### Tasks to carry out
(1) Answer these questions about the Rosh Hashanah passage:
(a) Which question does the speaker hear most often from children?
(b) How does the passage translate "Hayom harat olam"?
(c) How many stories of creation does the passage say are within the Torah?
(2) Can you quote the stretch of the Rosh Hashanah passage from "Now this is" through "creation of the world."?

### Document excerpt
================
As a rabbi, I am asked many interesting questions each and every day. And often, the best questions, the ones that make me think most intensely about my beliefs, are the questions I am asked by young children. Anyone who has heard a small child ask the question, “Why?” knows that children think deeply about the source of most everything they encounter. In fact, the question I hear most often from children is – “If God created the world, where did God come from?”

Now this is a great question, especially on a day like today, on Rosh Hashanah. As we will read in our shofar liturgy tomorrow, Hayom harat olam – today the world was created; today is the birthday of the world. But what does that mean? As we are well aware, there are many different ideas about how the world began. I am often asked by those concerned about contemporary debates on evolution and creation, “How do we teach about the creation of the world in Jewish tradition?” Many are surprised to learn that it is no problem for a religious Jew of any denominational stripe to see beyond a simple reading of creation occurring in six days. After all, within the Torah there are two stories of creation, and beyond the Torah, there are countless sophisticated Rabbinic opinions and commentaries about the creation of the world.
================
### Bounding-box entries
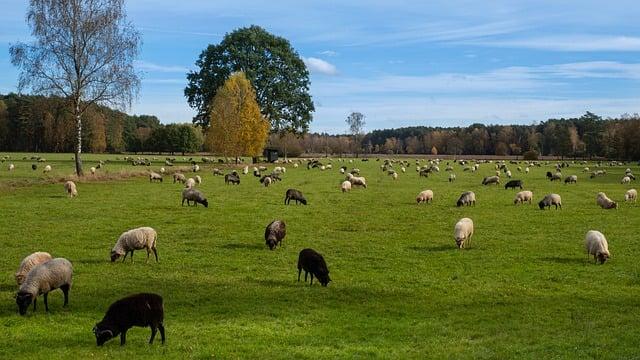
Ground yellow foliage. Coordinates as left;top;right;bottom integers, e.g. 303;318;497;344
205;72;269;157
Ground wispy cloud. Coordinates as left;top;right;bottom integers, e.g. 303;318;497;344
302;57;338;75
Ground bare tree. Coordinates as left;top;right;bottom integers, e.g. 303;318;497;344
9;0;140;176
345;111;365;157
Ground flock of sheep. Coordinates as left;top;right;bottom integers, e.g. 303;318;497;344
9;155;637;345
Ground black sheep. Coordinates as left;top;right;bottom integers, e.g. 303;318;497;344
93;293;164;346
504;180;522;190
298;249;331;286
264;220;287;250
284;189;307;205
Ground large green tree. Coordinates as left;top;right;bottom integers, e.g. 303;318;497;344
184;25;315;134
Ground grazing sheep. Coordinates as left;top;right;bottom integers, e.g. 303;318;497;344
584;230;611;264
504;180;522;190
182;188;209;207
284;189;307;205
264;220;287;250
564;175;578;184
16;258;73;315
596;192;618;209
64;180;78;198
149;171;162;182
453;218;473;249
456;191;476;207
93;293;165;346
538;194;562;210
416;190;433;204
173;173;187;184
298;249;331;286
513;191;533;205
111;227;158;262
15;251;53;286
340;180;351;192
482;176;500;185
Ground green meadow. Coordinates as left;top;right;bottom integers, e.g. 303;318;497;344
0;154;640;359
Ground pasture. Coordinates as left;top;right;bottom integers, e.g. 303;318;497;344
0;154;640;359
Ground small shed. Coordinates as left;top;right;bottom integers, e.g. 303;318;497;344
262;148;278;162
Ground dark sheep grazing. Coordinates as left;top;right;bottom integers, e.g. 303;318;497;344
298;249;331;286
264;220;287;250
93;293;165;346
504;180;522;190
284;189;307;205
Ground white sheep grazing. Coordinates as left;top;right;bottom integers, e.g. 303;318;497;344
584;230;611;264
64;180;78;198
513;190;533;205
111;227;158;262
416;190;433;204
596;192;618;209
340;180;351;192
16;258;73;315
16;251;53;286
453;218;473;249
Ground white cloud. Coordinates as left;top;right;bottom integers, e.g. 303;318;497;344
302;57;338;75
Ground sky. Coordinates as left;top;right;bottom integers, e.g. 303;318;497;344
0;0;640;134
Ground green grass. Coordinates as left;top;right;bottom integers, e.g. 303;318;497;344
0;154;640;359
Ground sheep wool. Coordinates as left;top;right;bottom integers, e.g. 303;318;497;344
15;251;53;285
================
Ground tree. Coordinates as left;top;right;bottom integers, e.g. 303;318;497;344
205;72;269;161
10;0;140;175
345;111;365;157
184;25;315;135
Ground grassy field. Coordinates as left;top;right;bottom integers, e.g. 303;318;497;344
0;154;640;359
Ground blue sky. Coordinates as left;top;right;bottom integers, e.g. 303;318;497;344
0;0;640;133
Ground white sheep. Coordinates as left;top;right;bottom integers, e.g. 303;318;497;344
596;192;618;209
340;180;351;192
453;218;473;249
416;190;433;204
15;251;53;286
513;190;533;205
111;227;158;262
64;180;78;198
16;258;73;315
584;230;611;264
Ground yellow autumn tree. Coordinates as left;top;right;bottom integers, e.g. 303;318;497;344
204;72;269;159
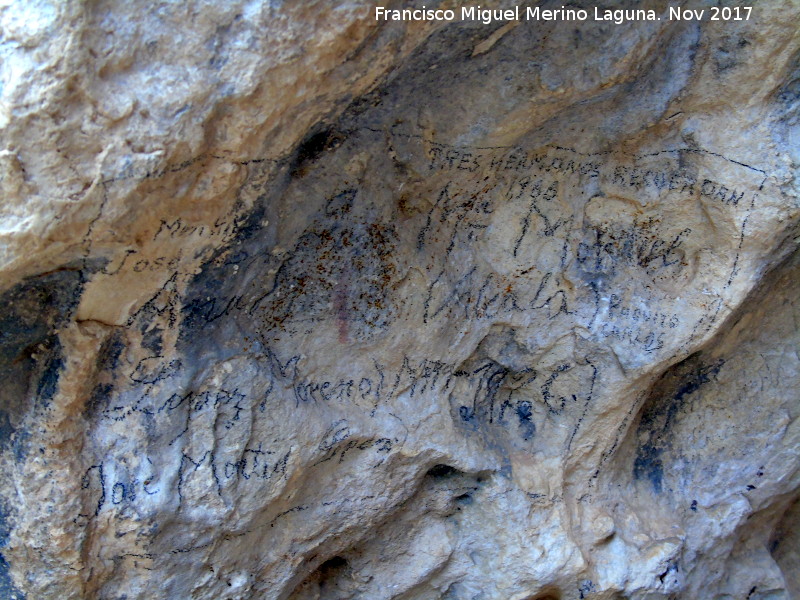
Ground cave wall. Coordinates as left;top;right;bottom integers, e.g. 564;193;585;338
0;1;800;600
================
### Answers for this exercise
(1)
(a) "If God created the world, where did God come from?"
(b) Today the world was created; today is the birthday of the world.
(c) Two.

(2)
Now this is a great question, especially on a day like today, on Rosh Hashanah. As we will read in our shofar liturgy tomorrow, Hayom harat olam – today the world was created; today is the birthday of the world. But what does that mean? As we are well aware, there are many different ideas about how the world began. I am often asked by those concerned about contemporary debates on evolution and creation, “How do we teach about the creation of the world in Jewish tradition?” Many are surprised to learn that it is no problem for a religious Jew of any denominational stripe to see beyond a simple reading of creation occurring in six days. After all, within the Torah there are two stories of creation, and beyond the Torah, there are countless sophisticated Rabbinic opinions and commentaries about the creation of the world.